INSTRUCTIONS FOR THE TASK: Word for word, restate the listing that follows and leave out the images.
++++ RECORDS FOR THE TASK
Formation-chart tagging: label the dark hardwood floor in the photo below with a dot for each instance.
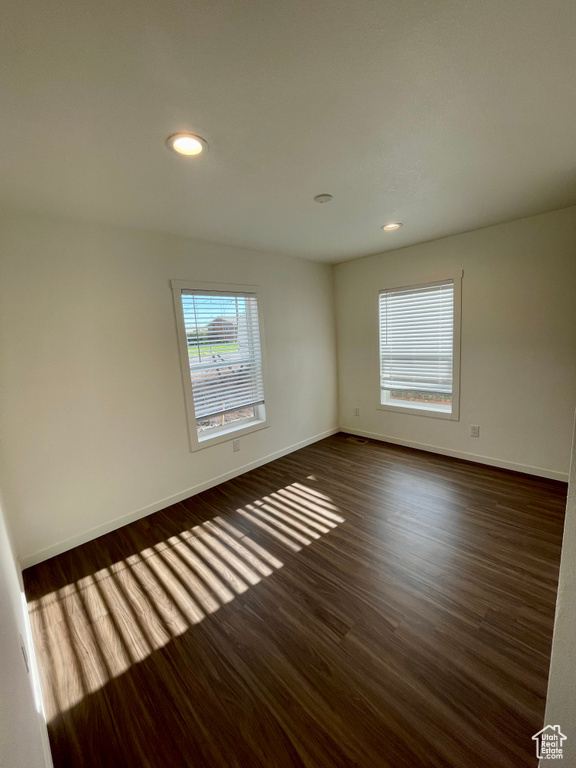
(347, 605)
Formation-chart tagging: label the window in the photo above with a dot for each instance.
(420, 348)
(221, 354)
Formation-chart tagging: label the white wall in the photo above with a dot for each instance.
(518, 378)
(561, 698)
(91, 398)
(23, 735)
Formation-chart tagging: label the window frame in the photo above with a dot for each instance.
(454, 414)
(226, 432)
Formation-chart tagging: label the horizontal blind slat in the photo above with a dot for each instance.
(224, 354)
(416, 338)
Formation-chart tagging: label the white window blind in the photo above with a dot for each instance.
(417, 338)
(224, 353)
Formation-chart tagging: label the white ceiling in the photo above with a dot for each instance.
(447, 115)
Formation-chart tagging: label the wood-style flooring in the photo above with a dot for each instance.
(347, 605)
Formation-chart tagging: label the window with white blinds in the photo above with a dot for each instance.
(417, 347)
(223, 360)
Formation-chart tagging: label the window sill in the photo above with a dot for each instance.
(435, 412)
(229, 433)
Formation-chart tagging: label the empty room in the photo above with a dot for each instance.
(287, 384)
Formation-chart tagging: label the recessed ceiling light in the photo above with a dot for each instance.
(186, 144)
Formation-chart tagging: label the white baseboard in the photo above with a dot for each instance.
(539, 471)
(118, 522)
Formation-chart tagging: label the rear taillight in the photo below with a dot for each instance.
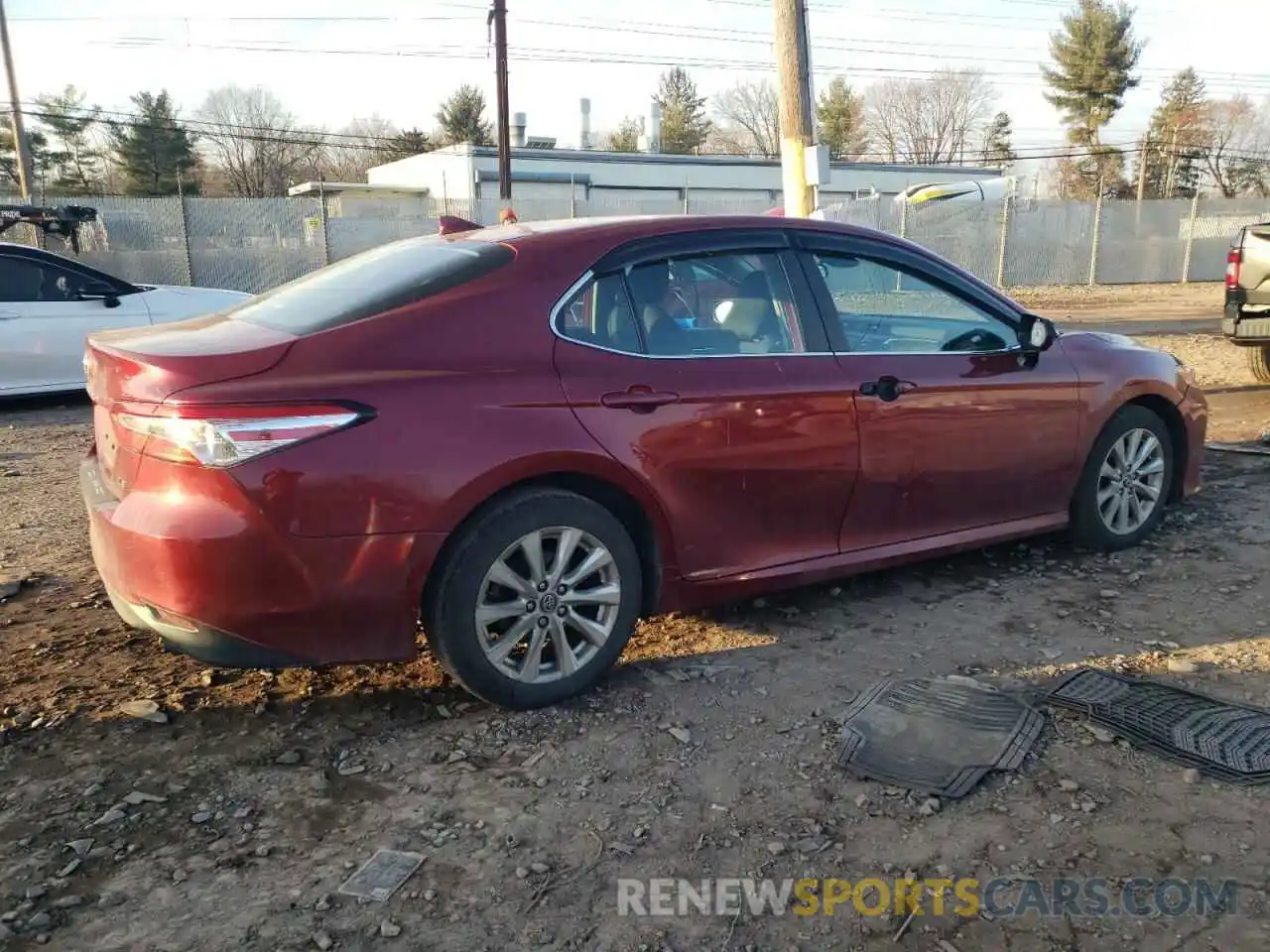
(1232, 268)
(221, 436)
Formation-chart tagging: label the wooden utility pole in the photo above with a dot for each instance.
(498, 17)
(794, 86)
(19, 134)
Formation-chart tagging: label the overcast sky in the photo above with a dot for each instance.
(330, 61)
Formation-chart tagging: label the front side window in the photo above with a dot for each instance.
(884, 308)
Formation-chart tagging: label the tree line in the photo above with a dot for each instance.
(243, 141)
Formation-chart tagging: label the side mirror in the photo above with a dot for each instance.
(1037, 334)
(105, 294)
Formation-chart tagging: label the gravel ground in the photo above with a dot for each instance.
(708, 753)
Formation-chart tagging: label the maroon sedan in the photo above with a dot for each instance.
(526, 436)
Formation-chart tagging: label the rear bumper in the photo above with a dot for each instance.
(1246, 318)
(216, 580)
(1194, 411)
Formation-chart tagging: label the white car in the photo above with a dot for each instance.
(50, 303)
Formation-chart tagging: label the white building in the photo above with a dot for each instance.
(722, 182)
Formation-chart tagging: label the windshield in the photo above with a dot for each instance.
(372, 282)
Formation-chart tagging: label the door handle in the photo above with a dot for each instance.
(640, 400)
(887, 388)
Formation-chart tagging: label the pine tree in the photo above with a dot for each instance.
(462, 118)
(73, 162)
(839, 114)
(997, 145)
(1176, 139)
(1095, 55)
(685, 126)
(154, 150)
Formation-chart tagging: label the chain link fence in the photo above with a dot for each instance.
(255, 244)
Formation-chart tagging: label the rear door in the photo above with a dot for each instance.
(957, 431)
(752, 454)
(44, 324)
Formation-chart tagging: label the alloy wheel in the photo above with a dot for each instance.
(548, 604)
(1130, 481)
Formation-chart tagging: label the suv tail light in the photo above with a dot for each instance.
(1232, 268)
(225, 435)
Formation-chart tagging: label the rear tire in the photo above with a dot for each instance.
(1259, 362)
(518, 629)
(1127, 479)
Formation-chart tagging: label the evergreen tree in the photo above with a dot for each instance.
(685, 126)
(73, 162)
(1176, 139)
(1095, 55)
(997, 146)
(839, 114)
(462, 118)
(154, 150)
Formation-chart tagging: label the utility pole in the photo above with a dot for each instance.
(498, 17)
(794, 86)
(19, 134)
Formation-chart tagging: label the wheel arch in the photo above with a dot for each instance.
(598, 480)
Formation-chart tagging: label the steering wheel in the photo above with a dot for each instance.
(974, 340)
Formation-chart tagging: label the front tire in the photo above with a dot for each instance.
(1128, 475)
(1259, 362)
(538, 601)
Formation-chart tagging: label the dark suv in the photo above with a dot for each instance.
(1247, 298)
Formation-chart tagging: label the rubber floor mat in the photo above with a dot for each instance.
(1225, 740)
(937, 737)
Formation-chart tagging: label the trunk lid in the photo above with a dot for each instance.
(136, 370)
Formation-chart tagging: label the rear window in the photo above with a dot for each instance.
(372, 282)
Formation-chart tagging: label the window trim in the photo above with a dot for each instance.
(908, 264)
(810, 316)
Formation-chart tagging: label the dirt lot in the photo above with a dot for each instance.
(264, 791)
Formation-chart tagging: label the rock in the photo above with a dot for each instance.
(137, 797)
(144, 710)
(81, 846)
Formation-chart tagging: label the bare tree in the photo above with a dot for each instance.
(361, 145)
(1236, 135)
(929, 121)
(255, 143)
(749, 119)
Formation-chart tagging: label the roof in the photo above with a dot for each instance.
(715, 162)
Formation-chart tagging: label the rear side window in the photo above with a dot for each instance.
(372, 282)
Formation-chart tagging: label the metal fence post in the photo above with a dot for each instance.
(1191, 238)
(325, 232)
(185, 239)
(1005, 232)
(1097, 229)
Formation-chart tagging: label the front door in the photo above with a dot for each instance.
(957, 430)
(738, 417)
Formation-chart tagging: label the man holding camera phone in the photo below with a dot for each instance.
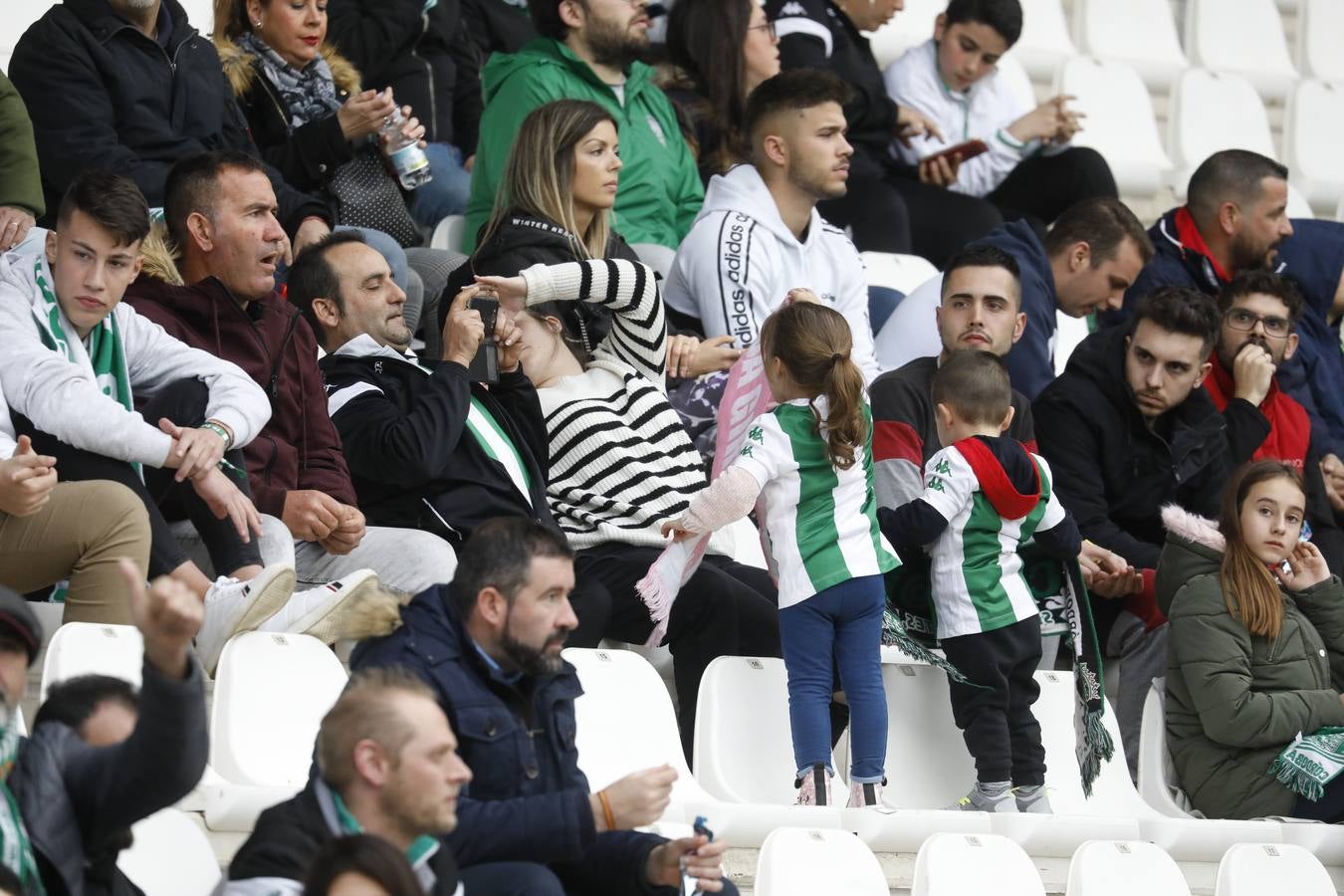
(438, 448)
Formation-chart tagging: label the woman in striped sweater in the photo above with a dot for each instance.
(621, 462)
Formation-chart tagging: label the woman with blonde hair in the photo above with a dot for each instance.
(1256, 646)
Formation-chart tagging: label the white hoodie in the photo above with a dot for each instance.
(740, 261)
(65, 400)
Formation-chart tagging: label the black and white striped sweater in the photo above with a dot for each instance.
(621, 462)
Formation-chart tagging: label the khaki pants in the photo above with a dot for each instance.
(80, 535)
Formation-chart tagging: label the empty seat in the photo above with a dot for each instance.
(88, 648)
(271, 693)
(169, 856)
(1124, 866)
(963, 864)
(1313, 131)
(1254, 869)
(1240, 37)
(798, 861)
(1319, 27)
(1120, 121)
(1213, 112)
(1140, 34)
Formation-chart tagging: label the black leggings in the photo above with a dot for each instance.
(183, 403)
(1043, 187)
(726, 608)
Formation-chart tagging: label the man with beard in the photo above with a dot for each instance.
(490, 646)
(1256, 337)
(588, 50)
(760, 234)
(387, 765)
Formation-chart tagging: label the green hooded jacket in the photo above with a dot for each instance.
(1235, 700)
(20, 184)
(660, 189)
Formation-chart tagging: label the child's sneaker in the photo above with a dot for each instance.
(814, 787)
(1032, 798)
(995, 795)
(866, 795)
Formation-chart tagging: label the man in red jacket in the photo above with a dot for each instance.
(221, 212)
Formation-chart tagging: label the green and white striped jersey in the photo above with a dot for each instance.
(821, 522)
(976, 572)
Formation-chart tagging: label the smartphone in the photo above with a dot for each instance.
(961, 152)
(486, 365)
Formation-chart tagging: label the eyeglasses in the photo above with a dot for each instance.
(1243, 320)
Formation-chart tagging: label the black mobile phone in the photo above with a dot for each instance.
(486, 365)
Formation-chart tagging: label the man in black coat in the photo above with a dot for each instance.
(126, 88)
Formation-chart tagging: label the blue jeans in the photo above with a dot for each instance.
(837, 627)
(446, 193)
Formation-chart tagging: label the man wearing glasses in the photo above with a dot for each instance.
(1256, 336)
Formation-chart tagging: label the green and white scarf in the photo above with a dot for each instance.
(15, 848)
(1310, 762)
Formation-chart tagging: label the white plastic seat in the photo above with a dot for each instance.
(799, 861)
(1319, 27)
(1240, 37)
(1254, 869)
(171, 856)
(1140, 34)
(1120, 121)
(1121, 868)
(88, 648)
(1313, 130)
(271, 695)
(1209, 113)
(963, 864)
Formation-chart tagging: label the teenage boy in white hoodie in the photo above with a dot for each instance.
++++++++
ANSWER TO THE PROBLEM:
Formation-chart tagging: label the dark hardwood floor in the photo below with a dot for each instance.
(347, 605)
Formation-chart tagging: label the window in the photo above with a dot for each instance.
(420, 348)
(221, 354)
Formation-chart tagging: label the white wall in the photo above with a dot for each instance.
(518, 378)
(561, 698)
(91, 398)
(23, 735)
Formation-chart tagging: label the window frame in the photo above with a dot for each instance.
(454, 414)
(226, 432)
Formation-chart tagging: label the horizontal blind slat in the photo above with a dot for each instance.
(224, 354)
(416, 338)
Formation-chart tagging: label the white window blind in the photo above with a dot for each instance.
(417, 338)
(224, 353)
Formation-chart tagging: label the white ceiling in the photo above with a dot for each instance.
(447, 115)
Formation-chart tagging: label the wood-style flooring in the photo above with a dot for each instance.
(347, 605)
Formation-chart tagging: label the window with white blinds in the photo above with a dot for each instance.
(417, 347)
(223, 360)
Formation-chart tagging: label the window sill in the photo above with a dot for each instance.
(435, 412)
(229, 433)
Formation-chart tagging: label the empty room in the photo above with a dot for each instance.
(287, 384)
Formation-chart tagging: label the recessed ceiling light in the photo above with a dot for each instance.
(186, 144)
Formation-chart tagging: label the white baseboard in the photo above with a dot for each instance.
(539, 471)
(118, 522)
Formation-chart tagging: label the rear taillight in the photo below with a dot for each instance.
(1232, 268)
(221, 436)
Formation-chart tagging: label the wooden utility pole in the photo above with a dot for each instance.
(498, 17)
(794, 86)
(19, 134)
Formation-chart tagging: label the overcast sky in the photo above with a dot for each instance.
(330, 61)
Formation-chart tagging: label the front side window in the photo above with a dot for each instance.
(884, 308)
Formation-chart tagging: label the tree line in the photo above with a dot for each instance.
(243, 141)
Formation-chart tagging: label the side mirror in the photo above with a dot for each instance.
(1037, 334)
(105, 294)
Formation-chart tagging: label the gravel ground in the photo above with a dot for each instance.
(708, 753)
Formation-chart tagging: label the maroon sedan in the photo above with a dot for each instance.
(526, 436)
Formation-chart tagging: label the rear bumper in the photo above with a dot for each instance.
(1246, 318)
(216, 580)
(1194, 411)
Formation-chart tagging: label the white car in the photo above with a dot for each instance.
(50, 303)
Formation-chart tagging: label the white building in the photo above with a dot for each instance.
(722, 182)
Formation-chart tagging: label the windshield in the photo above with a dot for each instance.
(372, 282)
Formation-chart tagging: label the door handle in the photo above with a dot for each instance.
(640, 400)
(887, 388)
Formation-chart tagging: label the pine tree in the photo above with a dot for each instance.
(462, 118)
(73, 162)
(839, 114)
(997, 145)
(1176, 139)
(1095, 55)
(685, 126)
(154, 150)
Formation-chart tagging: label the chain link fence in the photo above with a dot for each instance.
(255, 244)
Formation-chart tagging: label the rear door in the photo above with a dot for each instance.
(957, 431)
(752, 454)
(44, 324)
Formation-chart tagging: label the alloy wheel in the photo above with a dot for each instance.
(548, 604)
(1130, 481)
Formation-chart tagging: label the suv tail light in the photo above with a dot for each instance.
(1232, 268)
(225, 435)
Formation-chart tagging: label the rear tire in the photo above with a dot for each instance.
(1259, 362)
(518, 629)
(1127, 479)
Formation-chart tagging: label the evergreen tree in the photo above with a dot for each instance.
(685, 126)
(73, 162)
(1176, 139)
(1095, 55)
(997, 146)
(839, 114)
(462, 118)
(154, 150)
Formation-chart tagging: label the utility pole in the photo above with a dot for each instance.
(498, 17)
(794, 86)
(19, 134)
Formation-chart tagging: label the wheel arch in the photo above with a dot for each instance.
(598, 480)
Formation-chart tagging: label the steering wheel in the photo above with a dot for each instance.
(974, 340)
Formation-chart tagging: label the front tire in the photo above with a dot for each instance.
(1128, 475)
(1259, 362)
(538, 601)
Formation-chart tagging: label the dark suv in the photo above with a dot for each instance.
(1247, 298)
Formation-chart tagging: label the rubber floor mat in the photo above with a dot for each instance.
(1225, 740)
(937, 737)
Formation-chart tagging: label the trunk lid in the photo above with a dot for each instance.
(136, 370)
Formation-chart tagging: label the rear window in the photo above with a dot for each instance.
(372, 282)
Formation-chart tagging: label the window trim in the photo above with a dot for each instance.
(908, 264)
(810, 316)
Formation-chart tagging: label the dirt lot in the photo above with a dot for each instance.
(264, 791)
Formation-chart tagging: label the rock in the photo above with a dot for each instance.
(137, 797)
(144, 710)
(81, 846)
Formation-chart tagging: label the bare tree in the photo above with a dot for each instance.
(361, 145)
(1236, 135)
(929, 121)
(255, 143)
(749, 119)
Formation-chart tagging: label the roof in the photo above with a dot for each instance.
(715, 162)
Formation-chart tagging: label the rear side window in the photo above with a dot for each instance.
(372, 282)
Formation-chart tagging: label the metal fence post in the photo above with a dot for each instance.
(1191, 238)
(325, 232)
(185, 239)
(1005, 232)
(1097, 229)
Formation-chart tagging: label the front door in the photo above with a dot for each instance.
(957, 430)
(738, 417)
Formation-chart tagging: label the man holding camera phone in the photo below with a dot for each instance.
(438, 448)
Formation-chart tagging: label the woman in striped sweater in the photo above with a dot for each instance.
(621, 462)
Formation-chart tagging: label the woman with blonde hair in the photo above with a dot for each instance.
(1256, 646)
Formation-chart tagging: label the white hoodie in the photo above with a dot for each instance.
(740, 261)
(65, 400)
Formation-chart tagging: label the black and white striped sweater in the photo above with a dot for each instance.
(621, 462)
Formation-chart tagging: label the khaki pants in the photo above with a dot for each instance.
(80, 535)
Formation-chart tagging: label the empty seat in the photo above with a dot for each instance.
(88, 648)
(271, 693)
(169, 856)
(1124, 866)
(963, 864)
(1313, 131)
(1254, 869)
(1240, 37)
(798, 861)
(1319, 27)
(1120, 121)
(1213, 112)
(1140, 34)
Formation-chart tagging: label the black leggings in the photo above with a dot for each instance.
(183, 403)
(1043, 187)
(726, 608)
Formation-chart tagging: label the man with beard in the photo above with a dot for each instance.
(490, 646)
(1256, 337)
(588, 50)
(760, 234)
(387, 765)
Formation-chart tagging: label the green hooded jacket in the photo above with a dot for each instance.
(1235, 700)
(20, 184)
(660, 189)
Formation-chart tagging: label the child's sneaker in the photo above with a dot for each instance.
(814, 787)
(1032, 798)
(995, 795)
(866, 795)
Formation-chart tagging: label the man in red jacket in the photo above with a dot for each instance.
(221, 212)
Formation-chart tagging: label the green and white striped jersey in the photo above with a dot for each instance.
(821, 522)
(976, 572)
Formation-chart tagging: label the smartphone in the photo above with a dot for each instance.
(961, 152)
(486, 365)
Formation-chart tagging: label the eyeglasses in the photo above with a dot for each instance.
(1243, 320)
Formation-chart tagging: label the black mobile phone in the photo above with a dot for each instance.
(486, 365)
Formation-chart tagging: label the man in black coat in the photo above with a dot for each instance.
(126, 88)
Formation-chart tagging: label the blue jeans in the photo above with a dot for each instance.
(837, 627)
(446, 193)
Formation-chart tagging: label the man wearing glasses in the photo above with a dot for each instance.
(1256, 336)
Formation-chart tagging: label the green and white scarf in the photo above with a dot for each instance.
(15, 848)
(1310, 762)
Formation-chart tagging: label the white plastic seat in the photo above with a dot for each instance.
(799, 861)
(1319, 27)
(1240, 37)
(1254, 869)
(171, 856)
(1140, 34)
(1120, 121)
(1121, 868)
(88, 648)
(1313, 130)
(271, 695)
(1209, 113)
(963, 864)
Formation-chart tagging: label the teenage boy in white hoodie in the photo above with a dot for each instance.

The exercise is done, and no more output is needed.